- Opening Delimiter -

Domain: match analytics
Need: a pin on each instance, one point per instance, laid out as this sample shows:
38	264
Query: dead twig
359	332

- Closing Delimiter -

THE PROBLEM – Look back at the records above. Repeat all of them exactly.

RESULT –
Domain: match analytics
Need: a pin on each instance, one point per instance, laid out as this sample shows:
38	264
Query: dead twig
359	332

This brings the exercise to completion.